### Short problem
Begin at the line that contains "[point] every instance of the path" and repeat every line from there to the end of the records below, inclusive, without adding any other line.

### Data provided
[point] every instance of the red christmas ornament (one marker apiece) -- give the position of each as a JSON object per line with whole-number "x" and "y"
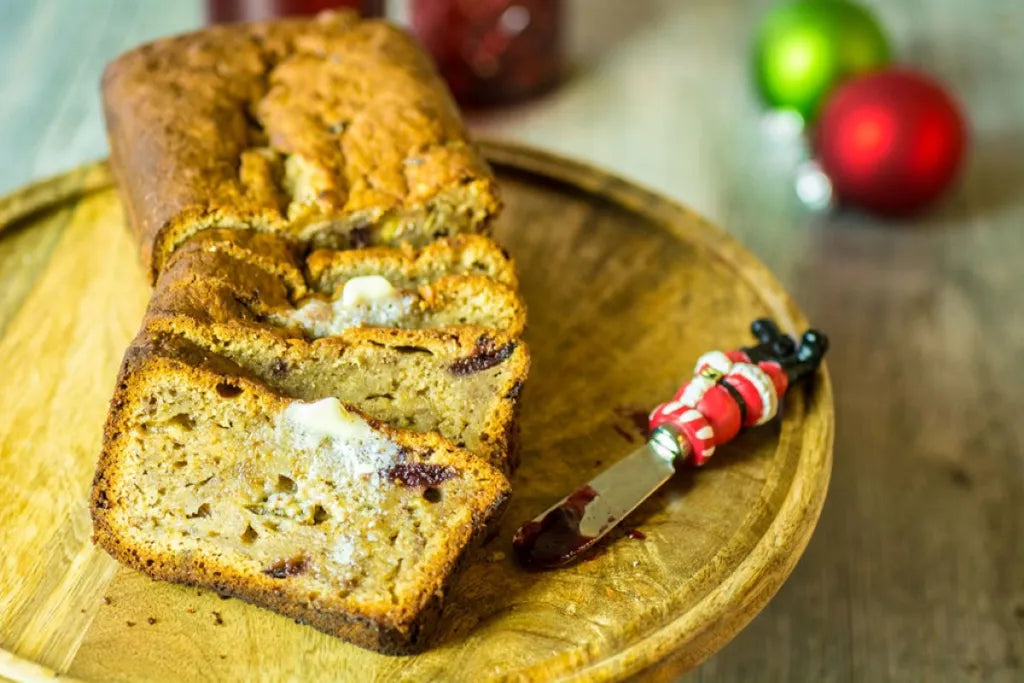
{"x": 890, "y": 141}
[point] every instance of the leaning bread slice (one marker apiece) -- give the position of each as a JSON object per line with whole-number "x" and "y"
{"x": 407, "y": 267}
{"x": 219, "y": 296}
{"x": 330, "y": 131}
{"x": 309, "y": 509}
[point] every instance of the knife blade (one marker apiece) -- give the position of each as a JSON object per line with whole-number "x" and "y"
{"x": 727, "y": 392}
{"x": 561, "y": 532}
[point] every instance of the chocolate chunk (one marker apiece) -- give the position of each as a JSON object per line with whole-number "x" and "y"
{"x": 419, "y": 474}
{"x": 288, "y": 567}
{"x": 279, "y": 368}
{"x": 555, "y": 540}
{"x": 358, "y": 237}
{"x": 513, "y": 393}
{"x": 485, "y": 355}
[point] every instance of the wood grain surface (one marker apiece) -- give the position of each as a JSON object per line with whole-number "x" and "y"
{"x": 916, "y": 568}
{"x": 625, "y": 289}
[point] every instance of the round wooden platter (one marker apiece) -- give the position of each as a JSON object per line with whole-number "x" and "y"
{"x": 625, "y": 290}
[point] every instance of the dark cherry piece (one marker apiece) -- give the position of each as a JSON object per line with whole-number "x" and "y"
{"x": 284, "y": 568}
{"x": 556, "y": 539}
{"x": 419, "y": 474}
{"x": 484, "y": 355}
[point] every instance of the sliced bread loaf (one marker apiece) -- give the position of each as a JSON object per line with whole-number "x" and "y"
{"x": 311, "y": 509}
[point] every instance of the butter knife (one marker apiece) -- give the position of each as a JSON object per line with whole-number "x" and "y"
{"x": 728, "y": 391}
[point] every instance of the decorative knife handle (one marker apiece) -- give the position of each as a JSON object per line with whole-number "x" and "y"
{"x": 734, "y": 389}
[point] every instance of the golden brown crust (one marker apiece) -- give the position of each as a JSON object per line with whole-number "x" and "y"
{"x": 309, "y": 128}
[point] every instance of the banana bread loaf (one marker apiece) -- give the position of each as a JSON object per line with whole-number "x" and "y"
{"x": 332, "y": 131}
{"x": 311, "y": 509}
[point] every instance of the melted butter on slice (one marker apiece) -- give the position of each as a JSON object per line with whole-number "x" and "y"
{"x": 326, "y": 419}
{"x": 368, "y": 290}
{"x": 335, "y": 439}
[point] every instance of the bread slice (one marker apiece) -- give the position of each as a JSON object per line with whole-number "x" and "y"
{"x": 221, "y": 295}
{"x": 311, "y": 509}
{"x": 331, "y": 131}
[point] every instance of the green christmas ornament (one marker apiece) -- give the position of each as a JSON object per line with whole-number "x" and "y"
{"x": 805, "y": 47}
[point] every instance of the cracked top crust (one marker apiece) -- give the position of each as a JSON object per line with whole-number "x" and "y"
{"x": 332, "y": 131}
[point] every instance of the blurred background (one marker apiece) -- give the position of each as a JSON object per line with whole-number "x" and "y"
{"x": 916, "y": 568}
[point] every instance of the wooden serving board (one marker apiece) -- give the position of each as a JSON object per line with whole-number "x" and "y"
{"x": 625, "y": 290}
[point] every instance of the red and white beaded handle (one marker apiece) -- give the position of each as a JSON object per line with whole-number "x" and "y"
{"x": 735, "y": 389}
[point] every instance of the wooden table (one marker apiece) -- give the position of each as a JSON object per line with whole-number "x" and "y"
{"x": 916, "y": 569}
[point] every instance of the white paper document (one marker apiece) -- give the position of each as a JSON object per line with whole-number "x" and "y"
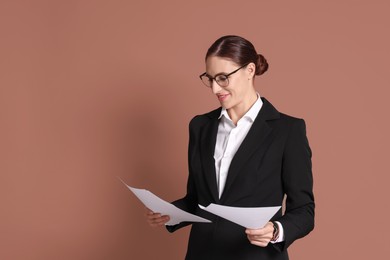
{"x": 247, "y": 217}
{"x": 158, "y": 205}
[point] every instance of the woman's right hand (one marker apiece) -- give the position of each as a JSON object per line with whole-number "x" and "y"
{"x": 156, "y": 219}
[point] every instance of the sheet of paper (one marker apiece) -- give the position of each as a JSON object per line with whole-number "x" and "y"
{"x": 247, "y": 217}
{"x": 156, "y": 204}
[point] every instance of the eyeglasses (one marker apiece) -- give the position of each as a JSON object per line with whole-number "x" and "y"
{"x": 221, "y": 79}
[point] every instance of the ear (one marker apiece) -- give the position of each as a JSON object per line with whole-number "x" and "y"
{"x": 251, "y": 69}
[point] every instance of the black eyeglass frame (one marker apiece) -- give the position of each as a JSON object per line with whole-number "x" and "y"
{"x": 220, "y": 74}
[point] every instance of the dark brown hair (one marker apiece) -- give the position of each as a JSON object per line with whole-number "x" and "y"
{"x": 238, "y": 50}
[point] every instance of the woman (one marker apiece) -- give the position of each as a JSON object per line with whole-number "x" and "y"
{"x": 244, "y": 154}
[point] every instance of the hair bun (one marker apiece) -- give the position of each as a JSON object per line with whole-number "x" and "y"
{"x": 261, "y": 65}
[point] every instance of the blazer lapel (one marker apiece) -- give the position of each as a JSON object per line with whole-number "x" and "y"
{"x": 208, "y": 140}
{"x": 256, "y": 136}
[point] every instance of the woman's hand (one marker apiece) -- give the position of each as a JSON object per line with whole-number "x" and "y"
{"x": 262, "y": 236}
{"x": 155, "y": 219}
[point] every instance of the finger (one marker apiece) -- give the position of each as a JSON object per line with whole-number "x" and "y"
{"x": 255, "y": 232}
{"x": 261, "y": 244}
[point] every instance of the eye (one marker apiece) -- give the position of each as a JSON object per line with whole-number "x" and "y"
{"x": 221, "y": 78}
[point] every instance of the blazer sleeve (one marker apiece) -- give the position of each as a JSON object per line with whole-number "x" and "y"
{"x": 297, "y": 179}
{"x": 190, "y": 201}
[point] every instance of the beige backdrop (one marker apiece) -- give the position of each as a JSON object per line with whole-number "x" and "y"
{"x": 91, "y": 90}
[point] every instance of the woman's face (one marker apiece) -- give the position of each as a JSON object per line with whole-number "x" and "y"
{"x": 240, "y": 88}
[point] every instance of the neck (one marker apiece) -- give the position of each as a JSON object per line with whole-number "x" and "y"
{"x": 238, "y": 111}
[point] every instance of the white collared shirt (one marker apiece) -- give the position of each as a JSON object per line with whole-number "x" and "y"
{"x": 229, "y": 139}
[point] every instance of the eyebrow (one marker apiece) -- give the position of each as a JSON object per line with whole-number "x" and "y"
{"x": 218, "y": 74}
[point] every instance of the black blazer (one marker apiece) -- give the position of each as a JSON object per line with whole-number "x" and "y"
{"x": 273, "y": 160}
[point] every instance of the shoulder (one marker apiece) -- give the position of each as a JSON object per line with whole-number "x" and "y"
{"x": 202, "y": 119}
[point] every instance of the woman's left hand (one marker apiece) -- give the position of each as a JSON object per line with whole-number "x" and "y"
{"x": 261, "y": 236}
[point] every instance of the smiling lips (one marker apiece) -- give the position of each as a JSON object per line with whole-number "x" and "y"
{"x": 222, "y": 97}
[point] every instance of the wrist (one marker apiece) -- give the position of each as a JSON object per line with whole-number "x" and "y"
{"x": 275, "y": 234}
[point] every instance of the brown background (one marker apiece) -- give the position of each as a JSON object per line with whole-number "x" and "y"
{"x": 91, "y": 90}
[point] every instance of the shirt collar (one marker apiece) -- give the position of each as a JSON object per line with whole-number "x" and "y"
{"x": 252, "y": 112}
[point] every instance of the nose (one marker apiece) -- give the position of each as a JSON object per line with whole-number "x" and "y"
{"x": 215, "y": 87}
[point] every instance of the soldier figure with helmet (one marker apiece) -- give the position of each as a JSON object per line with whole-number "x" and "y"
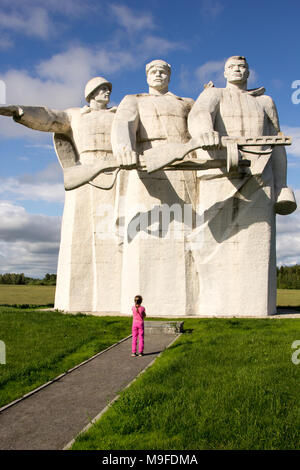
{"x": 82, "y": 139}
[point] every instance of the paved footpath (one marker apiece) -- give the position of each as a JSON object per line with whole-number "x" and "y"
{"x": 54, "y": 415}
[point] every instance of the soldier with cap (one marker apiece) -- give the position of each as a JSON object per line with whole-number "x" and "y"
{"x": 82, "y": 140}
{"x": 156, "y": 260}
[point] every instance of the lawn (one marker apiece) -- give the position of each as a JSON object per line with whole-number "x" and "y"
{"x": 224, "y": 384}
{"x": 44, "y": 295}
{"x": 28, "y": 294}
{"x": 288, "y": 297}
{"x": 42, "y": 345}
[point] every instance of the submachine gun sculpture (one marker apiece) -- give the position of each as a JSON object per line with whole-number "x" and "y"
{"x": 164, "y": 157}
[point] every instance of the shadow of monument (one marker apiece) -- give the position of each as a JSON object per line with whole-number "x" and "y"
{"x": 172, "y": 208}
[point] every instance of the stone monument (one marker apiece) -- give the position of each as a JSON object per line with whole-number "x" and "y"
{"x": 235, "y": 254}
{"x": 89, "y": 264}
{"x": 169, "y": 199}
{"x": 156, "y": 259}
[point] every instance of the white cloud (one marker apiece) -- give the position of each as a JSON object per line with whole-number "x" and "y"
{"x": 45, "y": 185}
{"x": 29, "y": 243}
{"x": 154, "y": 44}
{"x": 33, "y": 22}
{"x": 59, "y": 82}
{"x": 212, "y": 70}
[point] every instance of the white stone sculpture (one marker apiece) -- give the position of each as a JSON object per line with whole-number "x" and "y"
{"x": 156, "y": 209}
{"x": 89, "y": 265}
{"x": 234, "y": 247}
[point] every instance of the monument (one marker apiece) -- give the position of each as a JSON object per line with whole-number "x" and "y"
{"x": 168, "y": 198}
{"x": 89, "y": 266}
{"x": 156, "y": 259}
{"x": 235, "y": 257}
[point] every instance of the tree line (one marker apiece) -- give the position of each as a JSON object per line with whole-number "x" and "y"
{"x": 288, "y": 277}
{"x": 21, "y": 279}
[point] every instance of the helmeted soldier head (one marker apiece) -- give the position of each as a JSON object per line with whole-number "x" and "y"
{"x": 236, "y": 69}
{"x": 159, "y": 63}
{"x": 158, "y": 74}
{"x": 93, "y": 84}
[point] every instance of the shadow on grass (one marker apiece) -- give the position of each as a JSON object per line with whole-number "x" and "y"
{"x": 287, "y": 307}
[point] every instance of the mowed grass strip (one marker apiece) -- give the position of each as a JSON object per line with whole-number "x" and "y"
{"x": 288, "y": 297}
{"x": 27, "y": 294}
{"x": 44, "y": 295}
{"x": 224, "y": 384}
{"x": 42, "y": 345}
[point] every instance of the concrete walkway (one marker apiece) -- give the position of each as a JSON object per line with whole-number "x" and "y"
{"x": 54, "y": 415}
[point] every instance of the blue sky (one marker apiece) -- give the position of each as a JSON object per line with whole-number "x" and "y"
{"x": 50, "y": 49}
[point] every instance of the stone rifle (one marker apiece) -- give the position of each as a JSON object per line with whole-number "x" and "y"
{"x": 163, "y": 157}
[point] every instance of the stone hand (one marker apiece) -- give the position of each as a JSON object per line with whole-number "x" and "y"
{"x": 210, "y": 140}
{"x": 11, "y": 110}
{"x": 126, "y": 157}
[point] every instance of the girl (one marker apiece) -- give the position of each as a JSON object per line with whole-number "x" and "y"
{"x": 139, "y": 314}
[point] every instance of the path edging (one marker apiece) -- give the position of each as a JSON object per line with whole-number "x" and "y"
{"x": 32, "y": 392}
{"x": 90, "y": 424}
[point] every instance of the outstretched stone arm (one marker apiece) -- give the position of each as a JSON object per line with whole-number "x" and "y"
{"x": 123, "y": 133}
{"x": 38, "y": 118}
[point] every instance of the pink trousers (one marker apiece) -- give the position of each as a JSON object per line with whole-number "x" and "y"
{"x": 138, "y": 332}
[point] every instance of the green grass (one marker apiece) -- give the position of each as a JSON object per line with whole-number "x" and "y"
{"x": 288, "y": 298}
{"x": 28, "y": 294}
{"x": 224, "y": 384}
{"x": 42, "y": 345}
{"x": 44, "y": 295}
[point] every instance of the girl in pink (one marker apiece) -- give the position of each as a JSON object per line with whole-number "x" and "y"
{"x": 139, "y": 314}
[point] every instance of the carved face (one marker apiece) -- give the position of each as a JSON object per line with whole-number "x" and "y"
{"x": 101, "y": 94}
{"x": 158, "y": 77}
{"x": 236, "y": 71}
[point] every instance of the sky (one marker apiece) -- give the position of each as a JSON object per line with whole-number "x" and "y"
{"x": 49, "y": 50}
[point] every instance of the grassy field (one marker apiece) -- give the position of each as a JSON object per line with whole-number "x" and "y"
{"x": 224, "y": 384}
{"x": 42, "y": 345}
{"x": 44, "y": 295}
{"x": 288, "y": 298}
{"x": 28, "y": 294}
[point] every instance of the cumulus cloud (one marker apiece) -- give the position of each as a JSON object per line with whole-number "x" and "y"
{"x": 31, "y": 22}
{"x": 29, "y": 243}
{"x": 45, "y": 185}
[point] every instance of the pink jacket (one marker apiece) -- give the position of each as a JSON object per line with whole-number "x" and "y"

### The reply
[point] every instance of the path edging (one marker apiece) -- give the position of each as a JSON object per line with whole-number "x" and "y"
{"x": 32, "y": 392}
{"x": 90, "y": 424}
[point] every instance of the outstretched stone arm (one marker apiece) -- give the position of each as a JSON object per line with whole-number "x" and "y"
{"x": 123, "y": 133}
{"x": 38, "y": 118}
[point] every instance of the pink trousers (one marker apiece) -- give the position of each as a JSON object per line with whole-number "x" and "y"
{"x": 138, "y": 332}
[point] every instance of the green grass (one marker apiece) -- give the position of each as a JSON object per line with whole-number "x" and "y"
{"x": 288, "y": 298}
{"x": 28, "y": 294}
{"x": 224, "y": 384}
{"x": 42, "y": 345}
{"x": 44, "y": 295}
[point] every instance of the girl in pink (one marker apiece) -- give the position of each as a JSON object per line with whole-number "x" and "y"
{"x": 139, "y": 314}
[point] every instance of the carved face (one marker apiece) -- give the position of each as a JSON object per line with whole-number "x" and "y"
{"x": 101, "y": 94}
{"x": 158, "y": 77}
{"x": 236, "y": 71}
[point] every instance of the sky (one marker apiece) -- give the position of each as a JSON object per line with whole-number "x" and "y"
{"x": 49, "y": 50}
[point] every instance of the grassy field (one marker apiece) -- give the position of each as a JSON object per line with whole-number "x" and "y"
{"x": 224, "y": 384}
{"x": 42, "y": 345}
{"x": 44, "y": 295}
{"x": 288, "y": 298}
{"x": 28, "y": 294}
[point] every instance of the cumulus cloud (one marker apiece) -- give the position of each as a JSON object per line with whole-number "x" and "y"
{"x": 31, "y": 22}
{"x": 29, "y": 243}
{"x": 45, "y": 185}
[point] every instance of the pink jacket (one marker apiece) -- give the position of each as a JSON object per line with whole-number "x" and "y"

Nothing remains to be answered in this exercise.